### WHAT YOU SHOULD DO
Retype every entry in its entirety, without alteration.

■ ■ ■

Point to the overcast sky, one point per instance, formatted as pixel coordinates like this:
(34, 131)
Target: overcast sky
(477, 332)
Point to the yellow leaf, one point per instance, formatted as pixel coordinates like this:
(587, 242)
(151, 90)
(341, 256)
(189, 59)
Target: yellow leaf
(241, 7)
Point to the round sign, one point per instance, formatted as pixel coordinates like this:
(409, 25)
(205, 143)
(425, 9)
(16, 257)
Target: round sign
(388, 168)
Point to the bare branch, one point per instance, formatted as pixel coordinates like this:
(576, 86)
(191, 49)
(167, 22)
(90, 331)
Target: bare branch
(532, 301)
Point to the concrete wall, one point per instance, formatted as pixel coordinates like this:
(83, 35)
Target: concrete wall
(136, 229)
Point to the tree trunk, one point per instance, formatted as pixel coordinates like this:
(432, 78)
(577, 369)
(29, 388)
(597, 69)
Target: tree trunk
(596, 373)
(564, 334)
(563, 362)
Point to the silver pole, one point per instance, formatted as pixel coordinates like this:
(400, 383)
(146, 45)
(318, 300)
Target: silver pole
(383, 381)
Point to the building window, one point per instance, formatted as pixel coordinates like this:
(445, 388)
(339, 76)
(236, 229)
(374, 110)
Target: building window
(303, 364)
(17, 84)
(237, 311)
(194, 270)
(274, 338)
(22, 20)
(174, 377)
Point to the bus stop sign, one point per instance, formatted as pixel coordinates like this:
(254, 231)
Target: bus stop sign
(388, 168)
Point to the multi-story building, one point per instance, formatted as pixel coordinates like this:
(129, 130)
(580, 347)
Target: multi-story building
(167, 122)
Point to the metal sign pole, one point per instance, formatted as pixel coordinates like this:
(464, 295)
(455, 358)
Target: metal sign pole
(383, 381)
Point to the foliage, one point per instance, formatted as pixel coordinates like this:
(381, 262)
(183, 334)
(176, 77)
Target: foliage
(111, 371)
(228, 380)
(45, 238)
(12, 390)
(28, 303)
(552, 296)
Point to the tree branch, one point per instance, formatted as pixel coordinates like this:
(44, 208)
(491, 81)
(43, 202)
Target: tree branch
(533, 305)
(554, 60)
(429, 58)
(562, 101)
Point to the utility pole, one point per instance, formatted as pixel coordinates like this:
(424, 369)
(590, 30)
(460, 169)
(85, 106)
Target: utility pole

■ ■ ■

### WRITTEN ANSWER
Point to the overcast sky, one point per instance, formatted as pixel coordinates like this:
(34, 131)
Target: overcast sky
(477, 332)
Point to the yellow leaf, one point per instance, formatted as pixel coordinates like this:
(587, 242)
(151, 90)
(341, 256)
(189, 59)
Target: yellow leaf
(241, 7)
Point to the round sign, one point per instance, formatted as pixel coordinates like this:
(409, 25)
(205, 143)
(425, 9)
(16, 257)
Target: round sign
(388, 168)
Point to the bare branch, one point per instance, formatted as pixel coordinates like this:
(576, 86)
(191, 49)
(167, 22)
(90, 331)
Target: bare branch
(532, 301)
Point to the concrete wall, one point per instance, formatted as pixel coordinates like this:
(83, 35)
Target: concrete wall
(136, 229)
Point to the tree trunk, one point per instance, formatted as pixel coordinates like this:
(432, 78)
(577, 369)
(29, 388)
(597, 69)
Target: tree trunk
(596, 373)
(564, 334)
(563, 362)
Point to the silver pole, one point per instance, formatted as pixel coordinates like this:
(400, 383)
(146, 45)
(318, 300)
Target: silver pole
(383, 381)
Point to the building window, one point per instance, formatted as pixel coordinates like this:
(445, 388)
(339, 76)
(236, 229)
(374, 110)
Target: building window
(303, 364)
(17, 84)
(237, 311)
(194, 270)
(274, 338)
(22, 20)
(174, 377)
Point to the bus stop sign, one point per instance, formatted as pixel coordinates like this:
(254, 231)
Target: bus stop sign
(388, 168)
Point to the multi-story building, one point per instance, formatted as pixel coordinates like this:
(129, 130)
(580, 347)
Target: multi-story building
(167, 122)
Point to the metal sign pole, one point per instance, formatted as pixel coordinates like this:
(464, 295)
(455, 358)
Target: metal sign pole
(383, 381)
Point to the foliage, one point per instance, formatted as pixel coordinates like this:
(381, 262)
(183, 334)
(176, 77)
Target: foliage
(111, 371)
(228, 380)
(45, 238)
(12, 390)
(28, 303)
(552, 296)
Point to the tree branch, one point per instance, formatted as pixel coordinates like this:
(44, 208)
(491, 81)
(43, 202)
Target: tree branch
(533, 305)
(554, 60)
(429, 58)
(562, 101)
Point to the utility pole, one point per instance, formatted as pixel coordinates like this:
(424, 369)
(590, 30)
(460, 169)
(85, 106)
Target: utility pole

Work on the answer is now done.